The guidelines, which require medical intervention, are aimed squarely at students who were assigned male at birth but identify as female.

The policy proposed by the Nebraska School Activities Association would require these teens to undergo at least one year of hormone therapy, which some doctors will not prescribe until the later teen years. Requiring hormones, say transgender advocates, makes no sense since chemically altering the body's secondary sex charateristics is common but not required for a person to be transgender.

A vote on the proposal is set for next month, and NSAA executive director Jim Tenopir conceded to the newspaper that it goes against guidance from the federal Department of Education's Office for Civil Rights. But he supports it just the same, he said, because it puts the privacy of nontransgender students first and is in line with traditional Nebraskan values.

"That's something we're ready and willing to fight," he said.

Other aspects of the proposal would be the creation of a review board, dubbed the gender identity eligibility committee. Like a jury, that panel's members would have to vote unanimously for a student to be accepted as a transgender athlete.

Critics, including a group called the Nebraska Trans Community, outlined their objections to the idea to the paper, saying it would only take one person who opposes transgender participation to derail a student's ambitions.

• [Dataset excerpts]:

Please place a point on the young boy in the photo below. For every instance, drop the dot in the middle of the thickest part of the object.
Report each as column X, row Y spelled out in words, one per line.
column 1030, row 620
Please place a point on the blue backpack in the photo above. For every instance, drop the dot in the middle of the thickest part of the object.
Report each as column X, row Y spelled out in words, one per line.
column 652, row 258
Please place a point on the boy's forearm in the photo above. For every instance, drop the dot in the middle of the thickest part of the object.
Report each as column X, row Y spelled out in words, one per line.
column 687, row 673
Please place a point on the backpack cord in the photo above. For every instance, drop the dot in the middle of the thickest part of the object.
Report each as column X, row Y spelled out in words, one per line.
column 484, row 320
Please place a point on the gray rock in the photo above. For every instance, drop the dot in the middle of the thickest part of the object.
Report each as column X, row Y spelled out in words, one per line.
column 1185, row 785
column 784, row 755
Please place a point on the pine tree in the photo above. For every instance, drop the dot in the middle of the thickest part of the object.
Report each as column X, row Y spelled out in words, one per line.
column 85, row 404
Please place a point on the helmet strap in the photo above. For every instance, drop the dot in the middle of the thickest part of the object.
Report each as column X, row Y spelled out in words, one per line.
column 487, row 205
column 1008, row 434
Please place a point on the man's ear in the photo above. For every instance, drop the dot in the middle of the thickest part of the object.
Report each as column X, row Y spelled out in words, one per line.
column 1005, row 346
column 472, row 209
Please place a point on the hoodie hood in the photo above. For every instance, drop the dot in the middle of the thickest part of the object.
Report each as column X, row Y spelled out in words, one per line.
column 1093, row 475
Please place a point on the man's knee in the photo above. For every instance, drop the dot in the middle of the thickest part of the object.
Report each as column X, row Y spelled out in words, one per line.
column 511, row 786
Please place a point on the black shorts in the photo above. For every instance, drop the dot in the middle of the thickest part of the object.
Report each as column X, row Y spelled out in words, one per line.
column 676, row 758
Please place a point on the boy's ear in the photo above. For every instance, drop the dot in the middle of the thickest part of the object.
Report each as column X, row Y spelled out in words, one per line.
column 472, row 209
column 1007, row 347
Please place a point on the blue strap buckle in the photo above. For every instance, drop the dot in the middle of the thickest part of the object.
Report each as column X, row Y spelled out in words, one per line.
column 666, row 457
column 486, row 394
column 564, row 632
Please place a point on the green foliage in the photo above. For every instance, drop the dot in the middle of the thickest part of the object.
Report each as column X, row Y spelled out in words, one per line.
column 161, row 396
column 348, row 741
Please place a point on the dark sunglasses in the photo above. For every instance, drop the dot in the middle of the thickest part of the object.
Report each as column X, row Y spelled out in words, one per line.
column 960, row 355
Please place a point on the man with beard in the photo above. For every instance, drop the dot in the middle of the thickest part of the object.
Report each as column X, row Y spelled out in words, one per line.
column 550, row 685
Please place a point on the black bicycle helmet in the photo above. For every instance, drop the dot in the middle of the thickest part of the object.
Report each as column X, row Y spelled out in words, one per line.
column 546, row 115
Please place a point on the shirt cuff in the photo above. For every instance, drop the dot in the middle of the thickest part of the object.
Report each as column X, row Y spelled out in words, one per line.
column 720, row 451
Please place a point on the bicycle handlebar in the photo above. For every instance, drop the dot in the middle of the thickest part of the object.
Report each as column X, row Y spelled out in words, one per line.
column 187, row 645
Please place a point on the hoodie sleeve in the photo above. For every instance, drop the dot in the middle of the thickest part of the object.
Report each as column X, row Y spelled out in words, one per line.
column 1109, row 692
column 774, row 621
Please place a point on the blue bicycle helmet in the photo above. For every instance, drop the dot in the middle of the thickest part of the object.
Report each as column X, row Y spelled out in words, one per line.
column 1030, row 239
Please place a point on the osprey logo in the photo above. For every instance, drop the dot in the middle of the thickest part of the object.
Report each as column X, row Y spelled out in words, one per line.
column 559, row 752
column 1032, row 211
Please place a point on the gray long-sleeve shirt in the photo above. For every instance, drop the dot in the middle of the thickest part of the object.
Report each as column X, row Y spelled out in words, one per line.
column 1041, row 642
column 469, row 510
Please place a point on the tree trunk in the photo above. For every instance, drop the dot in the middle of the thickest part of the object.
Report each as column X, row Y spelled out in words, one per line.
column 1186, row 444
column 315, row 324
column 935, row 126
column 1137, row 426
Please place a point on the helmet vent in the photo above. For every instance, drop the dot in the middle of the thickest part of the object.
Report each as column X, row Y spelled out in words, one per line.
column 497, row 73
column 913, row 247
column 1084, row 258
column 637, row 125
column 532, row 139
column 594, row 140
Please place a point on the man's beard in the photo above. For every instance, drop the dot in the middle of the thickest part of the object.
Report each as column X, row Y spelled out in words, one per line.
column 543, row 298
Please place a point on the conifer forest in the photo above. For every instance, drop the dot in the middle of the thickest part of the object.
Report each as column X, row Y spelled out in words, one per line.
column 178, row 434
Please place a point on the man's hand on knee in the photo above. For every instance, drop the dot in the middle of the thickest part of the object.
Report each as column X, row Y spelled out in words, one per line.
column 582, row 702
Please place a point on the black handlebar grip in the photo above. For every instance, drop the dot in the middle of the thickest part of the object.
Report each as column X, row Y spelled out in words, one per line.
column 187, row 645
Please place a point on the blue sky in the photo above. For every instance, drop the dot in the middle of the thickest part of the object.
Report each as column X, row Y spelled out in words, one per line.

• [Brief 1]: In the Nebraska policy excerpt, why does Jim Tenopir support the proposal even though it goes against federal guidance? Answer in one to three sentences.
• [Brief 2]: Reproduce everything from "A vote on the" down to "a student's ambitions." in the Nebraska policy excerpt.
The records have no connection to the Nebraska policy excerpt.

• [Your solution 1]: He supports it because it puts the privacy of nontransgender students first. He also says it is in line with traditional Nebraskan values.

• [Your solution 2]:
A vote on the proposal is set for next month, and NSAA executive director Jim Tenopir conceded to the newspaper that it goes against guidance from the federal Department of Education's Office for Civil Rights. But he supports it just the same, he said, because it puts the privacy of nontransgender students first and is in line with traditional Nebraskan values.

"That's something we're ready and willing to fight," he said.

Other aspects of the proposal would be the creation of a review board, dubbed the gender identity eligibility committee. Like a jury, that panel's members would have to vote unanimously for a student to be accepted as a transgender athlete.

Critics, including a group called the Nebraska Trans Community, outlined their objections to the idea to the paper, saying it would only take one person who opposes transgender participation to derail a student's ambitions.